[PASSAGE TO READ — start]

David Crews, professor of psychology and zoology at the University of Texas at Austin, theorized that the rise in these diseases may be linked to environmental effects passed on through generations. His research showed that descendants of rats exposed to a crop fungicide were less sociable, more obese and more anxious than offspring of the unexposed.

The results, published today in the Proceedings of the National Academy of Sciences, are part of a growing field of study that suggests environmental damage to cells can cause inherited changes and susceptibility to disease. Crews said his findings are applicable to humans.

"This, I think, is the first causal demonstration that environmental contamination may be the root cause of the great increase in obesity and the great increase in mental disorders," Crews said in a telephone interview. "It's as if the exposure three generations before has reprogrammed the brain so it responds in a different way to a life challenge."

In the study, a group of rats were exposed once to vinclozolin, a common fungicide used to protect fruits and vegetables. This single contact altered how their genes were activated, and future generations also carried this change, though they never had been exposed to the chemical, Crews said.

Stress Reactions

When these descendants were then restrained as adolescents, causing stress, their reactions differed from relatives of unexposed rats. The affected rats also showed less interest in new companions and spent more time in the corners of an open field rather than the middle than rats whose ancestors weren't exposed. Rats related to the exposed animals that weren't stressed were obese, Crews said.

Crews tested the reactions of rats three generations after exposure because humans are that far removed from the debut of new chemicals seven decades ago, he said. During the 1940s, powerful agricultural chemicals including DDT, the first synthetic pesticide, and new types of plastics were introduced.

"The chemical revolution started in the 1940s, with World War II and the development of organic chemistry, plastics, detergents, fertilizers," Crews said.

[PASSAGE TO READ — finish]
[MATERIAL SUPPLIED — start]

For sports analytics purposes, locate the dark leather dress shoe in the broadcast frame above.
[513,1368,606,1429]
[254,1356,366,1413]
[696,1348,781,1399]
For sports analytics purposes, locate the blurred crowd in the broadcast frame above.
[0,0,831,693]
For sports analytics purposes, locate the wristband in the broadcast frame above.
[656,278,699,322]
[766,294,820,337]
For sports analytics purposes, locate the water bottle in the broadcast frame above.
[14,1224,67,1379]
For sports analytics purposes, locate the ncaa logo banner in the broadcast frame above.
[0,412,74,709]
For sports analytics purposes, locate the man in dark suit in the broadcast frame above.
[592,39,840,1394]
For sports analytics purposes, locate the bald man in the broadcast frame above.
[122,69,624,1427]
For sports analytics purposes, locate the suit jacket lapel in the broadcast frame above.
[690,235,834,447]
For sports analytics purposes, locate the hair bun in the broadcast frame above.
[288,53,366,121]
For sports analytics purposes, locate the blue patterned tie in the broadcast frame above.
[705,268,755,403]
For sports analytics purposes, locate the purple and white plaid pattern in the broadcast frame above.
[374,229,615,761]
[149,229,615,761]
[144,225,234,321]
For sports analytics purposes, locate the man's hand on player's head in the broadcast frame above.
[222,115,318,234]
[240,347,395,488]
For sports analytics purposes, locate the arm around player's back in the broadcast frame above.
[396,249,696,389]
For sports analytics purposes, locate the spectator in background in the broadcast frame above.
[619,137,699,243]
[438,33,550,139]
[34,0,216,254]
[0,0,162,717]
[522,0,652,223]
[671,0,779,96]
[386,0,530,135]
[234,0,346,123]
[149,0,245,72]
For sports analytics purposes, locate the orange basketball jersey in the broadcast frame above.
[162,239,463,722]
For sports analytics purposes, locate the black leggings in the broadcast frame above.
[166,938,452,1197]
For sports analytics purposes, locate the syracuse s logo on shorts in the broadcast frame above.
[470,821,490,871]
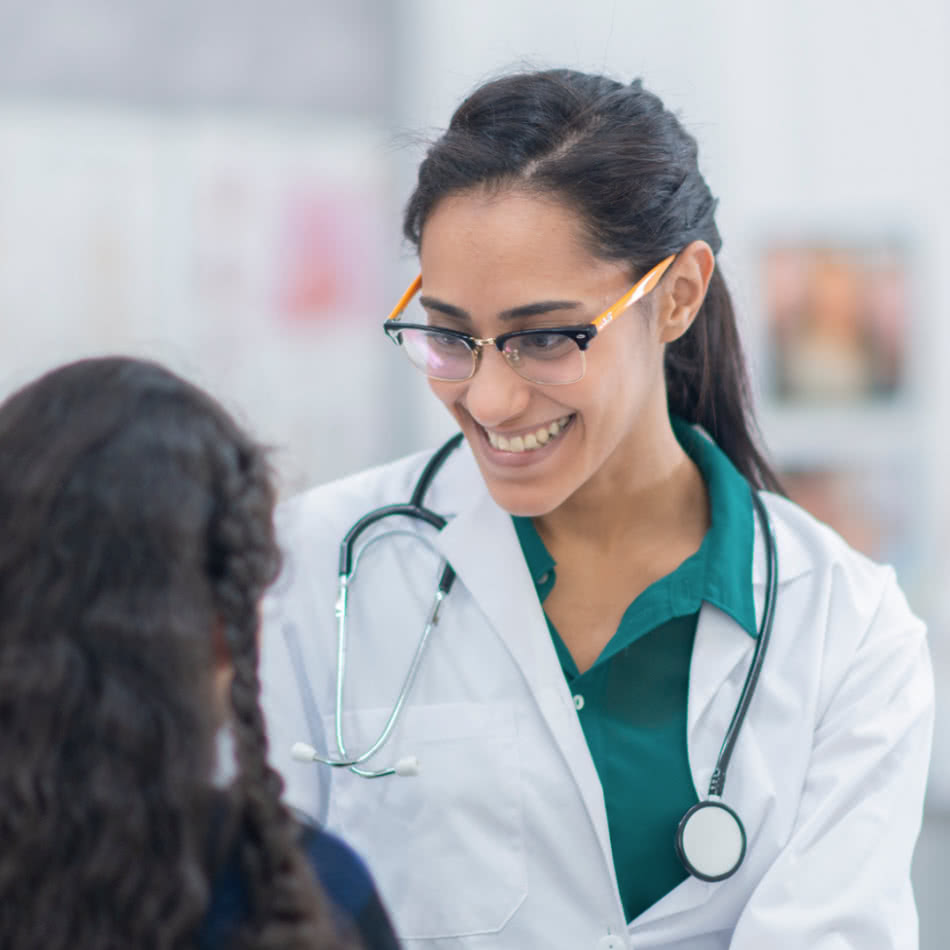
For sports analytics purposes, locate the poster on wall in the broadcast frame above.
[762,240,910,405]
[778,463,914,573]
[0,106,398,491]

[MATERIAL SUPPLIED — finish]

## ABOUT THIS EXERCISE
Extend the article about David Crews's fungicide study in rats by writing what comes after its final sentence. The rows are not needed for this.

## FINAL ANSWER
Andrew Feinberg, director of Johns Hopkins University's Epigenetics Center in Baltimore, said Crew's theory may be premature, after reading the paper.

Evidence 'Not Clear'

"We should be very careful about overstating what looks like basic science with public health implications," Feinberg said in an interview. "Currently we don't have enough evidence showing that these fungicides are causing common human disease through an epigenetic mechanism. It's research that's well worth doing, but it's clear that that hasn't been shown."

Other studies in epigenetics, a field that investigates the inheritance of cellular changes outside the realm of DNA, have shown chemical exposure can affect fertility. A project by researchers at Washington State University published in PLoS One in February found that when pregnant rats are injected with common environmental toxins, such as chemicals used in insect repellents, plastics and jet fuel, offspring for three generations have reproductive problems.

Japanese scientists are studying whether descendants of atomic bomb survivors have inherited epigenetic changes that make them more susceptible to cancer and heart disease.

"Diseases like autism, schizophrenia, bipolar disorder are not single gene, or even a few genes, they're complex of genes," Crews said. "It also turns out a lot of these genes that we have identified are epigenetically modified."